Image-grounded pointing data
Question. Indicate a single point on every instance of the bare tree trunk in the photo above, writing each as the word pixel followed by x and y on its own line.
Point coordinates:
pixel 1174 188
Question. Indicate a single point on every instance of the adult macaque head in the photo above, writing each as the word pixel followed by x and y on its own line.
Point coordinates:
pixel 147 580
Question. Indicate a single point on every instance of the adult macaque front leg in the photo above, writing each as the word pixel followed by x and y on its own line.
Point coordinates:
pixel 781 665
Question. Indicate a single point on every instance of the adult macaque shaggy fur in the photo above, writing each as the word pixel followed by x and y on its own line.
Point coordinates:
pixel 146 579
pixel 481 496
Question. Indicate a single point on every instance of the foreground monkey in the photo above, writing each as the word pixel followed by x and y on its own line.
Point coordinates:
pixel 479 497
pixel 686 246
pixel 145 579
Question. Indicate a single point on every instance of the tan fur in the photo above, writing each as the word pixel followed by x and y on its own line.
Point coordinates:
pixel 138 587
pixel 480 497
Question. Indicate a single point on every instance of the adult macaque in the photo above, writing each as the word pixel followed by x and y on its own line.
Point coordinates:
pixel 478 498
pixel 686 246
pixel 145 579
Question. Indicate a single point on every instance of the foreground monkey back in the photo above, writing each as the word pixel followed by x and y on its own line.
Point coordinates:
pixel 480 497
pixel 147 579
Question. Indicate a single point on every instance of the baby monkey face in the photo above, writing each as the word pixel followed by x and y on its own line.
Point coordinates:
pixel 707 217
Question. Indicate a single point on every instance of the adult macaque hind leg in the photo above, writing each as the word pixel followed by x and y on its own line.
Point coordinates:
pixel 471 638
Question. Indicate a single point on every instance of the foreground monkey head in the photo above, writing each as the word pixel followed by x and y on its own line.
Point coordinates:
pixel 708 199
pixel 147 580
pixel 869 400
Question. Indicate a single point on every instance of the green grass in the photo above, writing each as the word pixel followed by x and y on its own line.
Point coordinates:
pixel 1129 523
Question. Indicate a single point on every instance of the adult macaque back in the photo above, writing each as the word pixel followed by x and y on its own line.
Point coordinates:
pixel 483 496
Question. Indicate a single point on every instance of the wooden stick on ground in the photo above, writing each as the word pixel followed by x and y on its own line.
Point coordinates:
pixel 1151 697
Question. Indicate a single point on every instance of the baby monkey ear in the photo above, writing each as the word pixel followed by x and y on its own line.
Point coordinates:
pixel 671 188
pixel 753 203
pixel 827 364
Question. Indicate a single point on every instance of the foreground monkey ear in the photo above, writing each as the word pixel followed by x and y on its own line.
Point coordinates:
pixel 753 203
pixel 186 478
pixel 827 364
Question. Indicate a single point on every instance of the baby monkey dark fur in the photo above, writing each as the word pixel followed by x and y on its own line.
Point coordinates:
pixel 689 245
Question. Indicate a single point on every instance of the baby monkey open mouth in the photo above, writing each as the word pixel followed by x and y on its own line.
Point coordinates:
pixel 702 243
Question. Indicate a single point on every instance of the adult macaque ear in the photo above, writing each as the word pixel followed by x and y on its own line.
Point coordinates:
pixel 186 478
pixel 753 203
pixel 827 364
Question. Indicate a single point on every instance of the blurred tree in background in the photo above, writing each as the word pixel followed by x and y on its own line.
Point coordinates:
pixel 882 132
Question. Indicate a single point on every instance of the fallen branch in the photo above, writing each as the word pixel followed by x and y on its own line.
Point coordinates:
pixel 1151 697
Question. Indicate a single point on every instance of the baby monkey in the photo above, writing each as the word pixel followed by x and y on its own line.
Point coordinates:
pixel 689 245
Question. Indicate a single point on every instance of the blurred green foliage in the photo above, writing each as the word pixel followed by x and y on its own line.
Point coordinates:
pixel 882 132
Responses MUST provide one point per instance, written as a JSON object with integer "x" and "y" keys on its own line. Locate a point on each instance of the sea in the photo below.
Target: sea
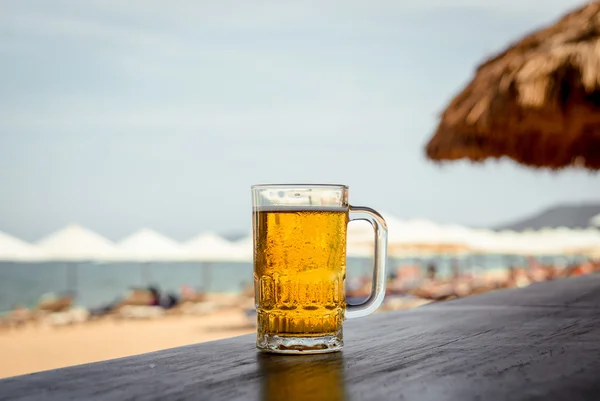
{"x": 98, "y": 284}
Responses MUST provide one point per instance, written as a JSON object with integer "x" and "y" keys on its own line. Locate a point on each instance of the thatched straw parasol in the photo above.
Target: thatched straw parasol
{"x": 538, "y": 102}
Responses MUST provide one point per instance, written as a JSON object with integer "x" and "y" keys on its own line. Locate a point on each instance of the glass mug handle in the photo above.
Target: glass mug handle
{"x": 380, "y": 257}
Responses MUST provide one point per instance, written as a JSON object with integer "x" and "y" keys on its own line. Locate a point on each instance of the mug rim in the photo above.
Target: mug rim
{"x": 280, "y": 186}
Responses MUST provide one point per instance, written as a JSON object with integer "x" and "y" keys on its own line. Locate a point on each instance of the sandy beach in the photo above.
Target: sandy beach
{"x": 32, "y": 349}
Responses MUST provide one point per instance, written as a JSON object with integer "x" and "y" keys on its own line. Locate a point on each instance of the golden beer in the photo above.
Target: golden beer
{"x": 299, "y": 236}
{"x": 299, "y": 271}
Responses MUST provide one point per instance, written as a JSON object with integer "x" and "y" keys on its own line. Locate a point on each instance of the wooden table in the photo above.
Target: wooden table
{"x": 537, "y": 343}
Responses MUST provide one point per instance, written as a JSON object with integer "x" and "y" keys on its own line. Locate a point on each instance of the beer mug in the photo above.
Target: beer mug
{"x": 299, "y": 234}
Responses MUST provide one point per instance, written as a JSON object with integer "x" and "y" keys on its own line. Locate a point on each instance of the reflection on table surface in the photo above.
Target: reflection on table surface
{"x": 302, "y": 377}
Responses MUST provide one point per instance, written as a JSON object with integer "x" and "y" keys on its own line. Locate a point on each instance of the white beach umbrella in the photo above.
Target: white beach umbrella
{"x": 147, "y": 245}
{"x": 76, "y": 243}
{"x": 210, "y": 247}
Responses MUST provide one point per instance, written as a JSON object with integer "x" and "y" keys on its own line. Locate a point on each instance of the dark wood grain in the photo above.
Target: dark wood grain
{"x": 537, "y": 343}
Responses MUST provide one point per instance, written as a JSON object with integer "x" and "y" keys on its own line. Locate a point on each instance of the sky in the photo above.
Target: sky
{"x": 123, "y": 115}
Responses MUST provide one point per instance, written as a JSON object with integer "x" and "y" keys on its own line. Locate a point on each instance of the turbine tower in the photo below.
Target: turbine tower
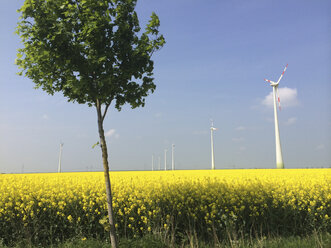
{"x": 212, "y": 129}
{"x": 165, "y": 159}
{"x": 172, "y": 157}
{"x": 152, "y": 162}
{"x": 279, "y": 156}
{"x": 60, "y": 157}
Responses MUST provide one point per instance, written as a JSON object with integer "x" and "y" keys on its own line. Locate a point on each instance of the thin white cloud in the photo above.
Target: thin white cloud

_What you should do_
Identify the lines above with the word "green". Copy them.

_Answer_
Question. Indicate a single point on every instance of the green grass in the photo above, writing each as the word pixel followed by x and y on its own line.
Question. Indicate a single point on every instance of the blurred green foliage in the photo above, writing each as the word pixel followed by x and y on its own line.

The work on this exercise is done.